Sarah Stillman addresses the crisis:
One of the strangest things about the H.I.V. epidemic in the Deep South—from Louisiana to Alabama to Mississippi—is how easily most Americans have elided it, choosing instead to imagine that the disease is now an out-there, elsewhere epidemic. It’s a plague from some anterior time, some exterior continent, something our kids will read about in books or that we glimpse as history in the movie “Dallas Buyers Club.” …
“If you think about where the rates are highest, it’s in the most conservative places,” [Deon] Haywood [director of the New Orleans-based prevention organization Women with a Vision] told me.
“It’s where the conversation is not being had, and where shame and stigma exist because of religion, because of culture, because of racism, because of homophobia—you name it, it exists for those reasons.”
The vast overlap between the social ailments of the South (like poverty) and the physiological ones (like disease) is not merely theoretical. “When you think about the South, we have the highest rates of H.I.V.,” Haywood continued. “But we also have the highest incarceration rates, and we don’t have comprehensive sex education—we have abstinence-only education.” Nationally, one in seven individuals living with H.I.V. passes through the correctional system annually, which tends to amplify their risk factors. Louisiana has the highest incarceration rate not only in the country but in the world. It’s another reason that Haywood’s group has become increasingly involved in broader policy work.

[Records held in a dataset]

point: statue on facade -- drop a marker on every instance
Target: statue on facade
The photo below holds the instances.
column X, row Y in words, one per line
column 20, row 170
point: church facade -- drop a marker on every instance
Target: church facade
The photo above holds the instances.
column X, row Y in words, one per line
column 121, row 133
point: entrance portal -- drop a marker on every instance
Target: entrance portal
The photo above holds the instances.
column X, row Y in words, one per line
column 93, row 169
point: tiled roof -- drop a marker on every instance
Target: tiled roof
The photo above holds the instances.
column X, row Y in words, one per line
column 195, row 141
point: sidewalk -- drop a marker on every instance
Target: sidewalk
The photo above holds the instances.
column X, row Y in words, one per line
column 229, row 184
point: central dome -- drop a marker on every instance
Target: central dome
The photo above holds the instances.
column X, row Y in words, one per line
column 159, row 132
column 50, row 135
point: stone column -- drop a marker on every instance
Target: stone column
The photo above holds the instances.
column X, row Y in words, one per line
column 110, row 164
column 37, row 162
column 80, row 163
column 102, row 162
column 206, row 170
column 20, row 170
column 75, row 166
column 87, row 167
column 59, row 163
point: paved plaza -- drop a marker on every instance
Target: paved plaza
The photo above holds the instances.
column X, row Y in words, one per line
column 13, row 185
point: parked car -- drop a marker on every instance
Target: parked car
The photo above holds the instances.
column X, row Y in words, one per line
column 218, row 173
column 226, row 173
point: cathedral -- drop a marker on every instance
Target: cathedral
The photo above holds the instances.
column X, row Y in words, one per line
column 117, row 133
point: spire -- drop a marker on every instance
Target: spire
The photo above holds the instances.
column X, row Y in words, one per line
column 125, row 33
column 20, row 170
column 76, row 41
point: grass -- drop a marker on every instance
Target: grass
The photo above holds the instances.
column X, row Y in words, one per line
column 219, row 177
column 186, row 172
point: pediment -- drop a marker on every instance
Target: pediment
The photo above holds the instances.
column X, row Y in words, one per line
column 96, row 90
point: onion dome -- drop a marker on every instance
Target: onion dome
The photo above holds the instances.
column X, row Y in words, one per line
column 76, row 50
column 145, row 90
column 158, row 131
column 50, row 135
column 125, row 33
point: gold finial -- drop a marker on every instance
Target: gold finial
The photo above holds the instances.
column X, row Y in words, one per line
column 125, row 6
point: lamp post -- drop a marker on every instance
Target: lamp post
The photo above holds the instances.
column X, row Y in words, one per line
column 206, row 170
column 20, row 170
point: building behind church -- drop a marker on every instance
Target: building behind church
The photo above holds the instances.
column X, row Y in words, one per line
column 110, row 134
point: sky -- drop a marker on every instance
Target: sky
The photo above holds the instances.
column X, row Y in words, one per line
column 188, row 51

* **Exercise details**
Please reproduce everything from "Sarah Stillman addresses" down to "Vision] told me." in the passage on H.I.V. in the Deep South, word for word.

* **Problem solution**
Sarah Stillman addresses the crisis:
One of the strangest things about the H.I.V. epidemic in the Deep South—from Louisiana to Alabama to Mississippi—is how easily most Americans have elided it, choosing instead to imagine that the disease is now an out-there, elsewhere epidemic. It’s a plague from some anterior time, some exterior continent, something our kids will read about in books or that we glimpse as history in the movie “Dallas Buyers Club.” …
“If you think about where the rates are highest, it’s in the most conservative places,” [Deon] Haywood [director of the New Orleans-based prevention organization Women with a Vision] told me.